§ STATED EXERCISE
Write each record again exactly as it stands.

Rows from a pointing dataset
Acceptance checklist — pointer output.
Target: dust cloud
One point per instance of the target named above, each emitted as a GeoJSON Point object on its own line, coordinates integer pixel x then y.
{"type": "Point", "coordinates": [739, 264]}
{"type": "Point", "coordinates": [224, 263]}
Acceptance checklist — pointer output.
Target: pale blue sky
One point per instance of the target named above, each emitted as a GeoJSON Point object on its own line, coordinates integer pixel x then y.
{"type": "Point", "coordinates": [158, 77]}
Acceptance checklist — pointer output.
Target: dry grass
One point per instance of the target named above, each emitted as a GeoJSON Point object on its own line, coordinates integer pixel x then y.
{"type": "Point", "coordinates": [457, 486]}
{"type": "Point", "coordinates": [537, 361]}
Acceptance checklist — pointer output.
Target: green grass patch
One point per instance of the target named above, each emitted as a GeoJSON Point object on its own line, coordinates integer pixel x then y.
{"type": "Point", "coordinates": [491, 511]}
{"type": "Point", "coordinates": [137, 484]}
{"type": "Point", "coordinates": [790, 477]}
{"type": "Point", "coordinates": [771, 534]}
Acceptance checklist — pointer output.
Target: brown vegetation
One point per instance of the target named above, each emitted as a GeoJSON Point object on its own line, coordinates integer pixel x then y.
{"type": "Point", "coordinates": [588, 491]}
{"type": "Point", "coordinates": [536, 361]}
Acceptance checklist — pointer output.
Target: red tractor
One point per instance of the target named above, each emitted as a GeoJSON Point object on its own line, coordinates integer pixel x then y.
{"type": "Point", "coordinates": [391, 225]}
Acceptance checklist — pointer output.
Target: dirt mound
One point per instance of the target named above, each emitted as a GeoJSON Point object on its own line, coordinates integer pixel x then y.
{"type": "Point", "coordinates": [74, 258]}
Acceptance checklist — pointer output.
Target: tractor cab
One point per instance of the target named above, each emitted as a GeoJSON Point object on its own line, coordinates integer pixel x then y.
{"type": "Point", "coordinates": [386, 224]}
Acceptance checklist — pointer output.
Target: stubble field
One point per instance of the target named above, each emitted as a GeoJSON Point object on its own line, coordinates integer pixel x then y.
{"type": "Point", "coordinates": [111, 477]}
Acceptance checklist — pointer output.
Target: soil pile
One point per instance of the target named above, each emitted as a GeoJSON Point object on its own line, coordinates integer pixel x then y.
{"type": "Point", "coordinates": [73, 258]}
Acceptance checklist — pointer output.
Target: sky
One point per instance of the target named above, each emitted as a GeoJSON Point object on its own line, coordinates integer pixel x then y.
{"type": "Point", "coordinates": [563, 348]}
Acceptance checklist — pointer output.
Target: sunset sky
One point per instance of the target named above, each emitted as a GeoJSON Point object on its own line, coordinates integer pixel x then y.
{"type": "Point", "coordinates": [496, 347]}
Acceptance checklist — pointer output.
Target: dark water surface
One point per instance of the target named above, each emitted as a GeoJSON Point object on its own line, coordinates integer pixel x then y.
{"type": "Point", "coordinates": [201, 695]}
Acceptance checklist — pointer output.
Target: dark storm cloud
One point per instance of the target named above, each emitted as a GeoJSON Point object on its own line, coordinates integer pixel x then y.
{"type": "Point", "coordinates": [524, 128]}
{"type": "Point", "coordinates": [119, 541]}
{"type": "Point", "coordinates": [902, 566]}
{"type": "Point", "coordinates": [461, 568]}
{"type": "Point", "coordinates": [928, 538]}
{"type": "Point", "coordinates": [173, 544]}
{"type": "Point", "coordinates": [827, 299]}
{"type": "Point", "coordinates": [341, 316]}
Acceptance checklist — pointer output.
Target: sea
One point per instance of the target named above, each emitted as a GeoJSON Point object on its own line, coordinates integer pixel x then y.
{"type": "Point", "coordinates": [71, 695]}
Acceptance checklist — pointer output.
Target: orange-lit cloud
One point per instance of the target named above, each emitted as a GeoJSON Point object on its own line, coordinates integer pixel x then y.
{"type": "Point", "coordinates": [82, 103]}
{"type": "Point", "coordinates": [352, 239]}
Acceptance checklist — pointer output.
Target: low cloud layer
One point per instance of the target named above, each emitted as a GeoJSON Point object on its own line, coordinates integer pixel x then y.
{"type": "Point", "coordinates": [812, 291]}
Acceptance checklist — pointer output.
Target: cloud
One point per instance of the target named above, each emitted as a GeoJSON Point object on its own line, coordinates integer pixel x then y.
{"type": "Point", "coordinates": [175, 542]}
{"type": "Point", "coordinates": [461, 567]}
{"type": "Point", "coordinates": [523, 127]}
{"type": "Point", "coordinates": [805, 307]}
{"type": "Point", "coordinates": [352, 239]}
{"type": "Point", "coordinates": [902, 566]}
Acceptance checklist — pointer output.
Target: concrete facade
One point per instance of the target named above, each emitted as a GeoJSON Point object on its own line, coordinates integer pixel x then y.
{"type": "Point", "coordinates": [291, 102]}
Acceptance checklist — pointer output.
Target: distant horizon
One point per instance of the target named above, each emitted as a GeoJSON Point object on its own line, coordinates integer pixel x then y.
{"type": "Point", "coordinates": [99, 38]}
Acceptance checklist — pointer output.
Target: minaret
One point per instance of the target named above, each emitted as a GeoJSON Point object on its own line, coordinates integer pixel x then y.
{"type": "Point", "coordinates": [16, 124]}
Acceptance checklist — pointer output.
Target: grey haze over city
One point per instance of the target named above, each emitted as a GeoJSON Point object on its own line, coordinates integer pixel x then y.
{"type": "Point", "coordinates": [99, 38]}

§ TASK RESPONSE
Acceptance checklist — pointer output.
Target: dust cloud
One point per instance of the target named above, each emitted as a GeoJSON Point object on its own line, coordinates integer pixel x then y.
{"type": "Point", "coordinates": [739, 264]}
{"type": "Point", "coordinates": [224, 263]}
Acceptance checklist — pointer output.
Target: pale blue sky
One point per instance of the target named above, each emitted as a GeoJSON Point object on its own line, coordinates integer pixel x then y.
{"type": "Point", "coordinates": [158, 77]}
Acceptance checklist — pointer output.
Target: dry grass
One point per instance of the target named above, each emitted as a GeoJSON Point object on its own line, coordinates integer pixel x then y.
{"type": "Point", "coordinates": [457, 486]}
{"type": "Point", "coordinates": [537, 361]}
Acceptance checklist — pointer output.
Target: green grass patch
One point per instance of the target named above, each emitted as a GeoJSON Point object on its own line, coordinates integer pixel x then y.
{"type": "Point", "coordinates": [491, 511]}
{"type": "Point", "coordinates": [137, 484]}
{"type": "Point", "coordinates": [790, 477]}
{"type": "Point", "coordinates": [771, 534]}
Acceptance checklist — pointer output.
Target: brown vegetation
One point per instance of the target named above, each emitted as a GeoJSON Point object on its own line, coordinates integer pixel x then y.
{"type": "Point", "coordinates": [588, 491]}
{"type": "Point", "coordinates": [536, 361]}
Acceptance checklist — pointer output.
Target: red tractor
One point per instance of the target named above, each emitted as a GeoJSON Point object on its own line, coordinates integer pixel x then y.
{"type": "Point", "coordinates": [391, 225]}
Acceptance checklist — pointer output.
Target: dirt mound
One point per instance of the target named above, each emitted as a GeoJSON Point object on its own line, coordinates integer pixel x then y.
{"type": "Point", "coordinates": [74, 258]}
Acceptance checklist — pointer output.
Target: tractor cab
One point per instance of the target named above, each emitted as a GeoJSON Point object on its own line, coordinates integer pixel x then y.
{"type": "Point", "coordinates": [386, 224]}
Acceptance checklist — pointer output.
Target: stubble field
One point per instance of the target named above, each emitted as a GeoJSON Point object on its own line, coordinates integer pixel x then y.
{"type": "Point", "coordinates": [111, 477]}
Acceptance checklist — pointer output.
Target: soil pile
One point per instance of the target named above, each emitted as a GeoJSON Point object on its own line, coordinates integer pixel x then y.
{"type": "Point", "coordinates": [73, 258]}
Acceptance checklist — pointer output.
Target: sky
One point per instance of the target named above, each emitted as a GeoJSON Point object on its own line, coordinates integer pixel x then y.
{"type": "Point", "coordinates": [563, 348]}
Acceptance checklist — pointer output.
Target: sunset sky
One point per instance of the target named above, each emitted as a GeoJSON Point object on its own line, coordinates integer pixel x then y.
{"type": "Point", "coordinates": [496, 347]}
Acceptance checklist — pointer output.
Target: dark water surface
One point per instance of the target named above, each emitted as a GeoJSON Point object on its own line, coordinates integer pixel x then y.
{"type": "Point", "coordinates": [201, 695]}
Acceptance checklist — pointer output.
Target: dark storm cloud
One point per instance of the target named above, each emitted as a GeoJSON Point object on its own line, coordinates integer pixel x then y.
{"type": "Point", "coordinates": [524, 128]}
{"type": "Point", "coordinates": [119, 541]}
{"type": "Point", "coordinates": [902, 566]}
{"type": "Point", "coordinates": [461, 568]}
{"type": "Point", "coordinates": [928, 538]}
{"type": "Point", "coordinates": [173, 544]}
{"type": "Point", "coordinates": [827, 299]}
{"type": "Point", "coordinates": [341, 316]}
Acceptance checklist — pointer output.
Target: sea
One point per instance of the target named above, each emitted as a GeoJSON Point object on its own line, coordinates integer pixel x then y.
{"type": "Point", "coordinates": [71, 695]}
Acceptance checklist — pointer output.
Target: orange-lit cloud
One point per instance of the target named above, each emitted as a GeoJSON Point object on its own line, coordinates integer pixel x then y.
{"type": "Point", "coordinates": [82, 103]}
{"type": "Point", "coordinates": [352, 239]}
Acceptance checklist — pointer output.
Target: low cloud layer
One point per instance of the target named above, each emitted as a GeoJSON Point object on its own line, coordinates integer pixel x then y.
{"type": "Point", "coordinates": [812, 291]}
Acceptance checklist — pointer output.
Target: cloud
One point per instance of the target named above, each emitted as a GeoJSON Point object on its own line, coordinates integer pixel x then y.
{"type": "Point", "coordinates": [175, 542]}
{"type": "Point", "coordinates": [461, 567]}
{"type": "Point", "coordinates": [523, 127]}
{"type": "Point", "coordinates": [805, 307]}
{"type": "Point", "coordinates": [352, 239]}
{"type": "Point", "coordinates": [902, 566]}
Acceptance checklist — pointer output.
Target: concrete facade
One point per instance of the target named above, each emitted as a GeoJSON Point object on its own line, coordinates integer pixel x then y.
{"type": "Point", "coordinates": [291, 102]}
Acceptance checklist — pointer output.
Target: distant horizon
One point per instance of the target named above, each emitted as a GeoJSON Point object on its own line, coordinates integer pixel x then y.
{"type": "Point", "coordinates": [99, 38]}
Acceptance checklist — pointer output.
Target: minaret
One point per instance of the target named above, each emitted as a GeoJSON Point object on its own line, coordinates integer pixel x then y.
{"type": "Point", "coordinates": [16, 124]}
Acceptance checklist — pointer output.
Target: grey haze over city
One point per instance of the target named above, each emitted as a GeoJSON Point object on its own line, coordinates integer pixel x then y.
{"type": "Point", "coordinates": [99, 38]}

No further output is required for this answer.